▶ PROBLEM
Pictures stay out of the copy; output exactly the lines from the one containing "TARGET = tree canopy" through the end of the material.

▶ PROVIDED RECORDS
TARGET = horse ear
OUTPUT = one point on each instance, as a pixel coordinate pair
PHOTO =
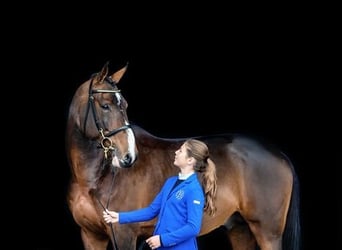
(103, 73)
(118, 74)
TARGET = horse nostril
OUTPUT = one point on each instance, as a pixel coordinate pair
(126, 161)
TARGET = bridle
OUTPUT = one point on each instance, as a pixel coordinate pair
(106, 143)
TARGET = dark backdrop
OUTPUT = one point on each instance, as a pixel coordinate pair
(264, 78)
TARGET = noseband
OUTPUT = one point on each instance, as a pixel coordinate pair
(106, 143)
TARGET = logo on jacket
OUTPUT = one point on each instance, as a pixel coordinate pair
(180, 194)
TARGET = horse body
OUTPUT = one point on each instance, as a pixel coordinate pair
(256, 185)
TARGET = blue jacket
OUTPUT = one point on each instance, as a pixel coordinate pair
(179, 213)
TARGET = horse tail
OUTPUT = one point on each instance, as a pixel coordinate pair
(292, 233)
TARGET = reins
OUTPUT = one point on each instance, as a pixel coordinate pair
(106, 143)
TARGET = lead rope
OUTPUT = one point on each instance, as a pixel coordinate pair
(115, 246)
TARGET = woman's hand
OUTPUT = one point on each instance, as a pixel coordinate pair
(154, 241)
(110, 216)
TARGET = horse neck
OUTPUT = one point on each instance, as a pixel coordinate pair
(88, 159)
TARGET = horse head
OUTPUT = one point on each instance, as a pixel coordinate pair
(98, 110)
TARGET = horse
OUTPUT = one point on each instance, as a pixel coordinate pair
(121, 166)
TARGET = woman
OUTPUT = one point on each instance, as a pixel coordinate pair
(181, 202)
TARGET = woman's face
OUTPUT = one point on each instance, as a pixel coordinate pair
(181, 157)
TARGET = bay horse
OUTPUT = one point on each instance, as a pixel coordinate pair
(120, 166)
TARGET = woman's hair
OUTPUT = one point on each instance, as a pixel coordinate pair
(206, 170)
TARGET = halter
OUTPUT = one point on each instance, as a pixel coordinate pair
(105, 137)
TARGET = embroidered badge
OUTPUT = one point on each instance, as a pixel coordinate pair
(180, 194)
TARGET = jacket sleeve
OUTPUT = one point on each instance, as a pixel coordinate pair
(195, 206)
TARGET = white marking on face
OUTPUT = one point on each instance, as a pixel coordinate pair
(118, 97)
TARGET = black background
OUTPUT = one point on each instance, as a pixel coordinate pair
(188, 75)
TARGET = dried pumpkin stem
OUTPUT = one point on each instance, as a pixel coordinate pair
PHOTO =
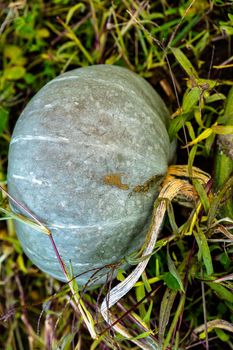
(169, 191)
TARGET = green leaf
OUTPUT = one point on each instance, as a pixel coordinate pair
(184, 62)
(202, 194)
(191, 99)
(222, 129)
(221, 291)
(171, 281)
(221, 334)
(147, 316)
(172, 269)
(72, 10)
(3, 119)
(165, 311)
(14, 73)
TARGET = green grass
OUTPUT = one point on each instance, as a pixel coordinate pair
(184, 49)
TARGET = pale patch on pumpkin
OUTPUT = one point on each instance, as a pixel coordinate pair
(30, 179)
(115, 180)
(56, 139)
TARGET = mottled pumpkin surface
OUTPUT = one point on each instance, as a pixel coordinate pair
(79, 150)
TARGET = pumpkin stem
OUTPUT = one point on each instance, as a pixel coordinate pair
(172, 187)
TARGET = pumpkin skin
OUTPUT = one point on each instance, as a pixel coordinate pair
(78, 151)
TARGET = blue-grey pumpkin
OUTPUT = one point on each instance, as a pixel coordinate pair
(81, 158)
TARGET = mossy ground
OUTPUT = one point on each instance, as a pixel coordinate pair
(184, 49)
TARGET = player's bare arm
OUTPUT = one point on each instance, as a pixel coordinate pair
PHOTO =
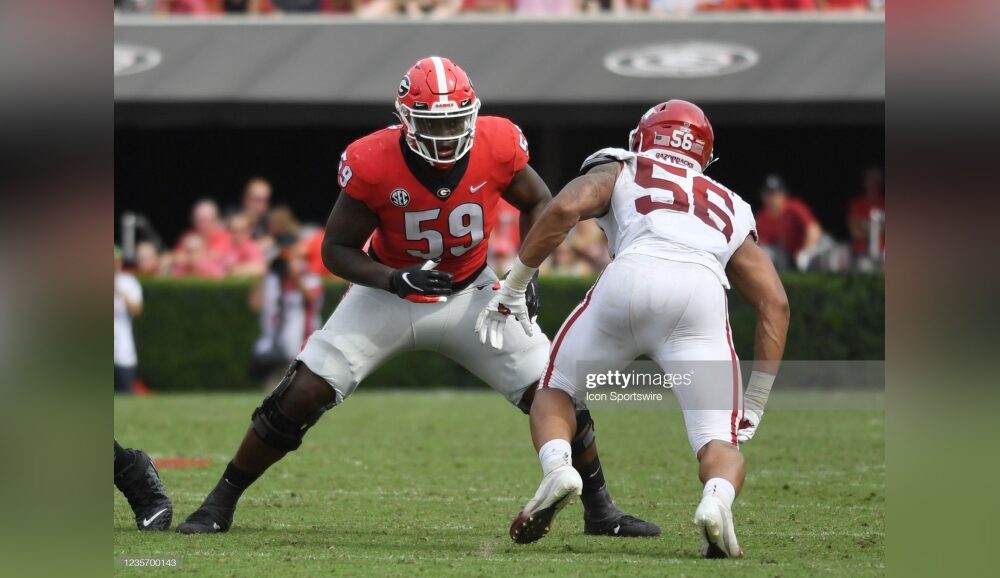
(585, 197)
(751, 272)
(350, 225)
(530, 195)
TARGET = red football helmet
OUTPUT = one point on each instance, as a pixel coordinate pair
(679, 127)
(437, 106)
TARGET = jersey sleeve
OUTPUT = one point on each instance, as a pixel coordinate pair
(355, 174)
(605, 156)
(520, 146)
(744, 224)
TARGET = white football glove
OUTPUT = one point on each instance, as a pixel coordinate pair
(748, 425)
(509, 300)
(492, 320)
(754, 399)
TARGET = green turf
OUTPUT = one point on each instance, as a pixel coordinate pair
(404, 484)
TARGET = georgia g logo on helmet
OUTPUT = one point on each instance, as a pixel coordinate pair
(437, 106)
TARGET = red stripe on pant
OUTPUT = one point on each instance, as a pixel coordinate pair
(562, 333)
(736, 377)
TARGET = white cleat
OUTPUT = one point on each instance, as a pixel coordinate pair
(718, 534)
(556, 490)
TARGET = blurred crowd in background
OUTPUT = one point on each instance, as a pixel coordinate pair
(257, 234)
(258, 238)
(448, 8)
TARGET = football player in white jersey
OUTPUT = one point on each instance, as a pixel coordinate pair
(678, 240)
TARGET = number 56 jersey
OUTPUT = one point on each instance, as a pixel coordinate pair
(663, 206)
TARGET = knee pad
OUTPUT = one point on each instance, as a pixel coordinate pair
(585, 432)
(283, 427)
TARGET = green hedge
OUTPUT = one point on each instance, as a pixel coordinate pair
(197, 334)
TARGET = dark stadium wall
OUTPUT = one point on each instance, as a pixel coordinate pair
(161, 171)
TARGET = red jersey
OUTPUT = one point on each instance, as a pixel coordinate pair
(425, 213)
(787, 230)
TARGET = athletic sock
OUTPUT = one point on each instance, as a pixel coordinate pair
(721, 488)
(123, 458)
(231, 486)
(555, 453)
(593, 476)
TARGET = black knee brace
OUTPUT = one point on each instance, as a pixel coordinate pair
(584, 436)
(274, 426)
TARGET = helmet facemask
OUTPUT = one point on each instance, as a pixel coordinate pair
(441, 136)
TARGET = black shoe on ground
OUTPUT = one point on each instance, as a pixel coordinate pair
(141, 485)
(211, 517)
(621, 525)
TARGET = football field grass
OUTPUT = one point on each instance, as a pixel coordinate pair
(408, 484)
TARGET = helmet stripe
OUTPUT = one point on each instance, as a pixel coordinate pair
(441, 78)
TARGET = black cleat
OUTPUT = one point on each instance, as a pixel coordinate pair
(141, 485)
(621, 525)
(208, 519)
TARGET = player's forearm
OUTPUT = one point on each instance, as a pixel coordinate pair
(529, 217)
(354, 265)
(548, 232)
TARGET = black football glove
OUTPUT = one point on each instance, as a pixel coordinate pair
(531, 296)
(417, 280)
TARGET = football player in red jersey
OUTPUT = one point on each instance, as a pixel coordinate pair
(426, 193)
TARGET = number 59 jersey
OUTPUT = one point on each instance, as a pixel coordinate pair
(424, 213)
(663, 206)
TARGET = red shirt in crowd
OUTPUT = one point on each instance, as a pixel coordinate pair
(218, 244)
(861, 209)
(787, 230)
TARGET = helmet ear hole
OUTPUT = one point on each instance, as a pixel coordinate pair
(634, 140)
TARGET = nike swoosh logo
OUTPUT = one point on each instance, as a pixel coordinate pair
(147, 521)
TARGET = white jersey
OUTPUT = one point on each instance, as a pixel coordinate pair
(663, 206)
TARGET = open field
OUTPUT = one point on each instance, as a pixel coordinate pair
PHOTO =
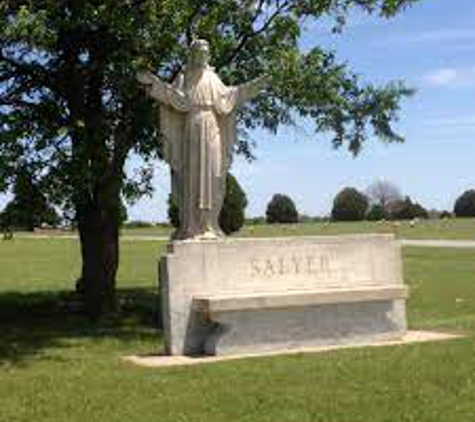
(55, 366)
(450, 229)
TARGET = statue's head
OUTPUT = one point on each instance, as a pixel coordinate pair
(200, 54)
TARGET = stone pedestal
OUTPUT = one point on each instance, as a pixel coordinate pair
(235, 296)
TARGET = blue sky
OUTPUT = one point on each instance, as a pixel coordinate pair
(432, 47)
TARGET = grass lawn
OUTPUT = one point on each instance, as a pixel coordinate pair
(454, 229)
(57, 367)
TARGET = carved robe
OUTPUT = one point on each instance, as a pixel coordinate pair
(198, 122)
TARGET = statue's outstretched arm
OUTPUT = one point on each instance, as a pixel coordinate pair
(251, 89)
(163, 92)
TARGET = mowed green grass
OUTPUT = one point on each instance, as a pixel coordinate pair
(58, 367)
(454, 229)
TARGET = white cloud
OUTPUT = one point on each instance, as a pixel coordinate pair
(442, 77)
(441, 36)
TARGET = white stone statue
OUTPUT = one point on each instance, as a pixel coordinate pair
(198, 123)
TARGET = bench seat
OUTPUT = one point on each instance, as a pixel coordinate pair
(296, 298)
(268, 321)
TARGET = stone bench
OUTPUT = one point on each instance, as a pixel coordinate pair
(269, 321)
(239, 296)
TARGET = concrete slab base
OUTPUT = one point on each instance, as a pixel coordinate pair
(162, 361)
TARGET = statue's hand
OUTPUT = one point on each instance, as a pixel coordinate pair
(145, 78)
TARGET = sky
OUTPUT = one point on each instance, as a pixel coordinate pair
(431, 46)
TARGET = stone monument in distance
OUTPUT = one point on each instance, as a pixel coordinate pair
(230, 296)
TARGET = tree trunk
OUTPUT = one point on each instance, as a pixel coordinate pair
(99, 236)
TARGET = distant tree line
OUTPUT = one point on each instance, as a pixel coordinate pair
(382, 200)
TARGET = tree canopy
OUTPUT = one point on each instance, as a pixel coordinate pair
(465, 204)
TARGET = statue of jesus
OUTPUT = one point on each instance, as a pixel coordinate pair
(198, 123)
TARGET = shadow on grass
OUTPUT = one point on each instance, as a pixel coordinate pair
(32, 322)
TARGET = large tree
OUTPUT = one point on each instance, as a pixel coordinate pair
(29, 207)
(69, 101)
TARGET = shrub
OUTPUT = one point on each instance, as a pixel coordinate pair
(350, 205)
(232, 215)
(281, 209)
(408, 210)
(465, 204)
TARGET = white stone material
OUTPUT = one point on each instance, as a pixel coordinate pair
(244, 295)
(198, 124)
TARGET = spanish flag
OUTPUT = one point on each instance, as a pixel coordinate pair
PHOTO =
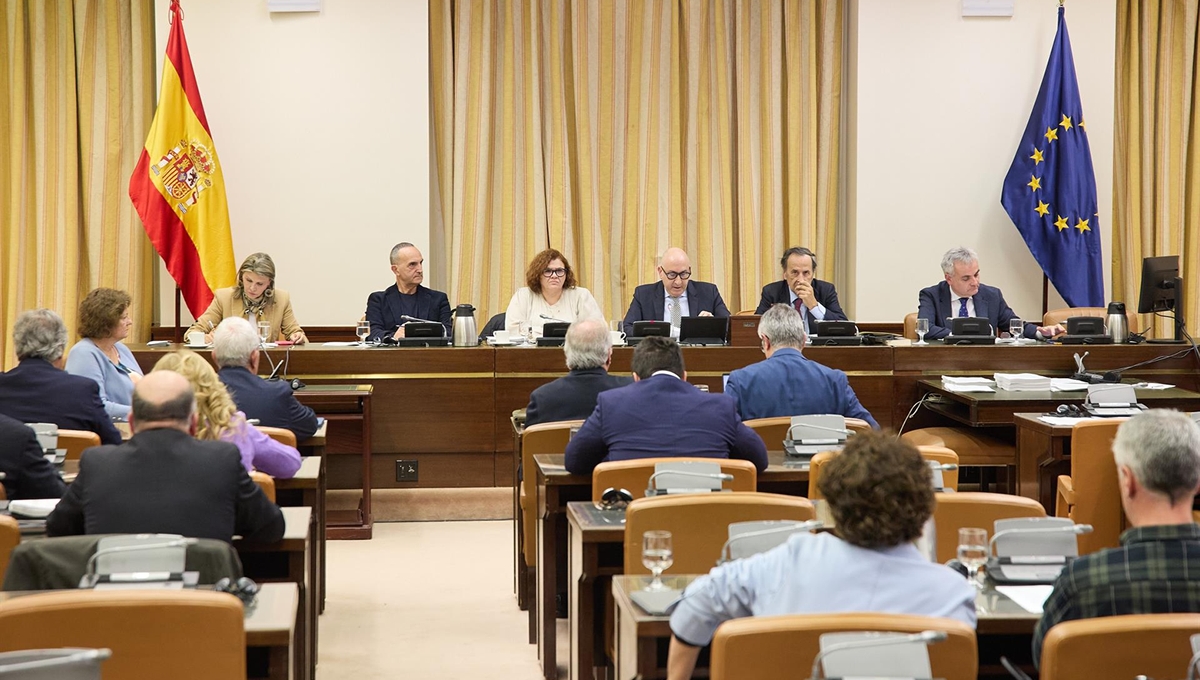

▶ ANSWER TO THE EXERCISE
TARGET = tree canopy
OUTPUT = one point on each instance, as a pixel coordinate pair
(465, 204)
TARGET = statue of jesus
OUTPUT = one point on each instance, as a pixel coordinate pair
(198, 123)
TARGET = shadow on grass
OUTPUT = one point on each instance, as a pixel coordinate pair
(32, 322)
TARGET = large tree
OUTPUT = one point on each instance, as a pixel coordinate pair
(29, 207)
(69, 101)
TARGET = shrub
OUTPUT = one point on each instance, as a pixel coordinate pair
(350, 205)
(232, 215)
(281, 209)
(408, 210)
(465, 204)
TARGET = white stone material
OUTPUT = one point on each instance, as a pixel coordinate pair
(244, 295)
(198, 124)
TARGET = spanish flag
OUTPUT = one point on each instance, as a pixel coordinate pair
PHOTO =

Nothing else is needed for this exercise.